== Your instructions ==
Reproduce the passage of the Uganda AIDS article word for word, beginning at the words "The findings, not" and stopping after "the strategy works.".

== Excerpt ==
☆ ☆ ☆ ☆ ☆ ☆ ☆
Instead, it is the deaths of previously infected people, not dramatic change in human behavior, that is the main engine behind the ebbing of the overall rate, or prevalence, of AIDS in southern Uganda over the last decade, they reported.
The findings, not yet published, contradict earlier studies that attributed Uganda's success in AIDS prevention largely to campaigns promoting abstinence and faithfulness to sex partners. Much of the prevention work in the Bush administration's $15 billion global AIDS plan is built around those two themes, and Uganda is frequently cited as evidence that the strategy works.
If the report here stands up to scrutiny - and, more important, is borne out by surveys elsewhere in Uganda - it will deflate one of the few supposed triumphs to come out of AIDS-battered Africa in the last decade. The success of Uganda's ABC strategy - the letters stand for Abstinence/Be faithful/use Condoms - has been widely touted and is on the verge of being exported to its neighbors with the help of American money.
"There is an urgent need to assess abstinence and monogamy in other parts of Uganda," said Maria Wawer, a physician at Columbia University's Mailman School of Public Health who presented the data at the 12th Conference on Retroviruses, the annual midwinter AIDS meeting in the United States.
She and her colleagues found that the one prevention technique whose use did increase between 1994 and 2003 was condoms - the part of the ABC triad that has been relatively deemphasized in the Bush plan.
"Abstinence and monogamy are very good behaviors," she said in a news briefing after her presentation. "On the other hand, the data support that in this setting, the behavior that seems to have been the easiest to increase over time is condom use."
President Bush and administration officials have repeatedly cited Uganda's experience in promoting their approach. "We can learn from the experience of other countries when it comes to a good program to prevent the spread of AIDS, like the nation of Uganda," Bush said last June in Philadelphia, adding that the ABC program was "a practical, balanced and moral message."
Wawer's findings come from a study of 10,000 people aged 15 to 49 who live in 44 villages near Uganda's border with Tanzania. Each year researchers have gone door-to-door collecting blood and urine samples and asking about health and behavior. About 85 percent of residents cooperate with the study, which over the years has grown to include AIDS treatment and prevention services as well as research.
Uganda is one of the 15 "target countries" in the Bush AIDS program, formally known as the President's Emergency Plan for AIDS Relief.
☆ ☆ ☆ ☆ ☆ ☆ ☆
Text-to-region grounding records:
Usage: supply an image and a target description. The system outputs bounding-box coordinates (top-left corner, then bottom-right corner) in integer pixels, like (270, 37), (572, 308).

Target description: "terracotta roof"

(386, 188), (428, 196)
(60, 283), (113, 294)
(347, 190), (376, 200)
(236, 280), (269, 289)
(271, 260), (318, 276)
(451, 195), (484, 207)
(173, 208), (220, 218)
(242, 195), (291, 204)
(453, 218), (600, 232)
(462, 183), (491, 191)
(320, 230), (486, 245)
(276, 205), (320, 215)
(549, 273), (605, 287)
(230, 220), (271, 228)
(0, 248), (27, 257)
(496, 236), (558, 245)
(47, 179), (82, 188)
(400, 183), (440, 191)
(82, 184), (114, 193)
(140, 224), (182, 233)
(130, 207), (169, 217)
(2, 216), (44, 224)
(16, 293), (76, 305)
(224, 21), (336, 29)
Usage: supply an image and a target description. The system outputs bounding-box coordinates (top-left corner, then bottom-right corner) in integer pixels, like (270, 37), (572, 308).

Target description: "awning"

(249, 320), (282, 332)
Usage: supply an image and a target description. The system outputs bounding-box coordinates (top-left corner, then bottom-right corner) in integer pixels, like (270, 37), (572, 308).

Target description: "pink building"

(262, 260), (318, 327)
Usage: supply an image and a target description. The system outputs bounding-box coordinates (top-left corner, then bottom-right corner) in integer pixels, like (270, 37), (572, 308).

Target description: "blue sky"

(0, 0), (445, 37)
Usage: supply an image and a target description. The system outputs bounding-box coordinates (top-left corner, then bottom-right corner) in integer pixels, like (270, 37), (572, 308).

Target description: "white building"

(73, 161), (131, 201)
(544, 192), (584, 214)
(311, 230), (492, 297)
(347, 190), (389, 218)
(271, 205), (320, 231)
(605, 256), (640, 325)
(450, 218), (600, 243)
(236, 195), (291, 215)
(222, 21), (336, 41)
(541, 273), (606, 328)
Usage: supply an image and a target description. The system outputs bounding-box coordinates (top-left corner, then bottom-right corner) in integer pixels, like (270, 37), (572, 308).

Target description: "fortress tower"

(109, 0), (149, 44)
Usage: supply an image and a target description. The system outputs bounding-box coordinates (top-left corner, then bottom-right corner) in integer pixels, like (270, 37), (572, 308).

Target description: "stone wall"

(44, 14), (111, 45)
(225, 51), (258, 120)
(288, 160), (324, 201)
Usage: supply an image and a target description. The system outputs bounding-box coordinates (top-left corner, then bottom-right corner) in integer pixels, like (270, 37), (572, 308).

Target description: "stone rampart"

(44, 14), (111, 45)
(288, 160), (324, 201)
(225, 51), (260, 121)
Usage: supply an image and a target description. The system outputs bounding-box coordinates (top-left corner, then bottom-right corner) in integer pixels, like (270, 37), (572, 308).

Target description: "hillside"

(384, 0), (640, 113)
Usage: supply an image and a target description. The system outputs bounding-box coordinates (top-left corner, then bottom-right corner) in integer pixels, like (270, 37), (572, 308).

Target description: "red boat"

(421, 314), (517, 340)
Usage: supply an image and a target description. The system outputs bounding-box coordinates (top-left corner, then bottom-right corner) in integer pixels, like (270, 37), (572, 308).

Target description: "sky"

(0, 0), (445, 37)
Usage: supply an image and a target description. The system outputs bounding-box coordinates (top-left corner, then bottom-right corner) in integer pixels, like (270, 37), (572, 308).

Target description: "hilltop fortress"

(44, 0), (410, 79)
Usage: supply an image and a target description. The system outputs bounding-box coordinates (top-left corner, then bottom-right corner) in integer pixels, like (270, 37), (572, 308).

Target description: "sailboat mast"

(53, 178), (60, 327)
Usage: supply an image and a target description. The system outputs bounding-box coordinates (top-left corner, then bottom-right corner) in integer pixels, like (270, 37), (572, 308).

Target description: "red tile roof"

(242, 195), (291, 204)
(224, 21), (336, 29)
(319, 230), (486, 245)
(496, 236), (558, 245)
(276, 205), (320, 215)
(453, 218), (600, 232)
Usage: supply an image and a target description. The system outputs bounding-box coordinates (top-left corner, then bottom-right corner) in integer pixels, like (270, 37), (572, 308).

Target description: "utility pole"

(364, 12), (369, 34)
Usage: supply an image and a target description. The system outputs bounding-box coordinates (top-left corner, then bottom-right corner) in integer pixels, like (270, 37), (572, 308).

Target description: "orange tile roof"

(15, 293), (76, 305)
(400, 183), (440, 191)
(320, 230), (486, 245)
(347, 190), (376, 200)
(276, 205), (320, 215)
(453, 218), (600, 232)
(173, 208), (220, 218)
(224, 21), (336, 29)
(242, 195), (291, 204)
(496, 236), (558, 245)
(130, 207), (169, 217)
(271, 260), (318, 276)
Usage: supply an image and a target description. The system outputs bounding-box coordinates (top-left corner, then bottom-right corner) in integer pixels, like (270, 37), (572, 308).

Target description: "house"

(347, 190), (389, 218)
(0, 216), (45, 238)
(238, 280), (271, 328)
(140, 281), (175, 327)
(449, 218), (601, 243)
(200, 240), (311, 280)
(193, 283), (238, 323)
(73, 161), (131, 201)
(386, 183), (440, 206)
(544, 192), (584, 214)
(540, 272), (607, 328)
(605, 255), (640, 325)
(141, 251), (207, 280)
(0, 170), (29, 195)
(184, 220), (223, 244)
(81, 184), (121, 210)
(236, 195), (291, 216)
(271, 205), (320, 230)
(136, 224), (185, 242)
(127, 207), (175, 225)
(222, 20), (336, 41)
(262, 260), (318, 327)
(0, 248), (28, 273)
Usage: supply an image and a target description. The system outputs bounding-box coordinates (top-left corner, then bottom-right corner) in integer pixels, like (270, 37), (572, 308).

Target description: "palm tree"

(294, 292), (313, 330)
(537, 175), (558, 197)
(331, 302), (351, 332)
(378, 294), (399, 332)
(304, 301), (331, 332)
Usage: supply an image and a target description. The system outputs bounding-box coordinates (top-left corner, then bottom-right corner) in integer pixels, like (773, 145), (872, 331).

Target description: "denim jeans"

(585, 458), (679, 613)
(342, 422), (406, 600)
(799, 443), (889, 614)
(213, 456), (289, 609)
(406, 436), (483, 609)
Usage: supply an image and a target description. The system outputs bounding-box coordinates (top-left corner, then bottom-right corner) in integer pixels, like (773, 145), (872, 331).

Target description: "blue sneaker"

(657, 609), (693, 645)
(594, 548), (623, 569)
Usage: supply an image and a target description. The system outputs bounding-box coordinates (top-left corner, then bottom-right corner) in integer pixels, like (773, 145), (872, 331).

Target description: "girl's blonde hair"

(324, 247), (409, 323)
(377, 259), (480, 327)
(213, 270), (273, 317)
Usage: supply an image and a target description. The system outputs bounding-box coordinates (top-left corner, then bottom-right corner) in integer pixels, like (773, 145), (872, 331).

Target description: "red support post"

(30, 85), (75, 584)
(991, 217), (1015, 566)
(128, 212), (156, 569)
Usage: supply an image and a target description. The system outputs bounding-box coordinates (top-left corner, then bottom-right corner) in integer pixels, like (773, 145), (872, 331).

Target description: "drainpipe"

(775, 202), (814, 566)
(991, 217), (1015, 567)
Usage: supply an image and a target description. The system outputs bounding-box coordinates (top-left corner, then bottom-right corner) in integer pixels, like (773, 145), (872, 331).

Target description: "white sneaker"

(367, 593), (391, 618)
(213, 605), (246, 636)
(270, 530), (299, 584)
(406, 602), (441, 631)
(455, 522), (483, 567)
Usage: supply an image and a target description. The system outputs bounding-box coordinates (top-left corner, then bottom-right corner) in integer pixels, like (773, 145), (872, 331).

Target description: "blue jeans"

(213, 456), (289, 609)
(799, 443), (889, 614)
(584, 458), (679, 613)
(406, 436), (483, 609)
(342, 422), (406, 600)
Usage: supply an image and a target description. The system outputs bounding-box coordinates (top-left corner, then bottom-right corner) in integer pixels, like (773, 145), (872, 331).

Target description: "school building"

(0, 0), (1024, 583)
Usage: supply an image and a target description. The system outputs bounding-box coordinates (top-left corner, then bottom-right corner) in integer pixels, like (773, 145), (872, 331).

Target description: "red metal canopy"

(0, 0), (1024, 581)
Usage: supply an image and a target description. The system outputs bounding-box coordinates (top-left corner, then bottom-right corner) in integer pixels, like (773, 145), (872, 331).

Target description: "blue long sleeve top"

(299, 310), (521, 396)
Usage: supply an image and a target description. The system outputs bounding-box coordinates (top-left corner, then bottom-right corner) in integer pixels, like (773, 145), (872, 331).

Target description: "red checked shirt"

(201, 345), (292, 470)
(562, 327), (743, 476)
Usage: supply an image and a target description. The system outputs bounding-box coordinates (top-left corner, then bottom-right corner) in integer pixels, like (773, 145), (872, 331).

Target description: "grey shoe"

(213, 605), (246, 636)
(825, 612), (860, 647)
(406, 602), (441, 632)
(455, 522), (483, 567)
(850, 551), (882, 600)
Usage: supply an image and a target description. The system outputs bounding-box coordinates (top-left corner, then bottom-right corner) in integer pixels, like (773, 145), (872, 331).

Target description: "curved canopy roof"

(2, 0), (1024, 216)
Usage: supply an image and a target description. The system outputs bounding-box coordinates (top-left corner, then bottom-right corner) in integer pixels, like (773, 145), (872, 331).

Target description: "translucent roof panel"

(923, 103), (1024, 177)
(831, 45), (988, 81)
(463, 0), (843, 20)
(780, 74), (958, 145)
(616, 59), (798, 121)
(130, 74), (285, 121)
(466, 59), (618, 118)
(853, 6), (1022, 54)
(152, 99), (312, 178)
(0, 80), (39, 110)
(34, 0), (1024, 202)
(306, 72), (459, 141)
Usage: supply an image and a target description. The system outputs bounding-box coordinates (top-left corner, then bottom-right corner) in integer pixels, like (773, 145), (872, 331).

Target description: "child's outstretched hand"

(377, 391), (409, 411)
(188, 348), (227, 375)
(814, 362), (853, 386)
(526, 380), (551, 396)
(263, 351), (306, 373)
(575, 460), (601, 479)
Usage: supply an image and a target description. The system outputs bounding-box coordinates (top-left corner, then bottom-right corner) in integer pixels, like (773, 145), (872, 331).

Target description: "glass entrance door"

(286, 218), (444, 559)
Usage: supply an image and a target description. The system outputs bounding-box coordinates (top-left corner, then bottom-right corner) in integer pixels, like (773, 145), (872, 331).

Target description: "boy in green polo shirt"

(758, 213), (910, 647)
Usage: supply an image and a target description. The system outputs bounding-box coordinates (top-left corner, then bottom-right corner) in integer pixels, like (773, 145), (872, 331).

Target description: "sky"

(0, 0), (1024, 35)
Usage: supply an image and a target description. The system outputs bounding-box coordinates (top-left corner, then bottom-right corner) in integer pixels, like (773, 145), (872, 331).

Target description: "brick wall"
☆ ☆ ☆ ☆ ☆ ☆ ☆
== Solved exercise ==
The findings, not yet published, contradict earlier studies that attributed Uganda's success in AIDS prevention largely to campaigns promoting abstinence and faithfulness to sex partners. Much of the prevention work in the Bush administration's $15 billion global AIDS plan is built around those two themes, and Uganda is frequently cited as evidence that the strategy works.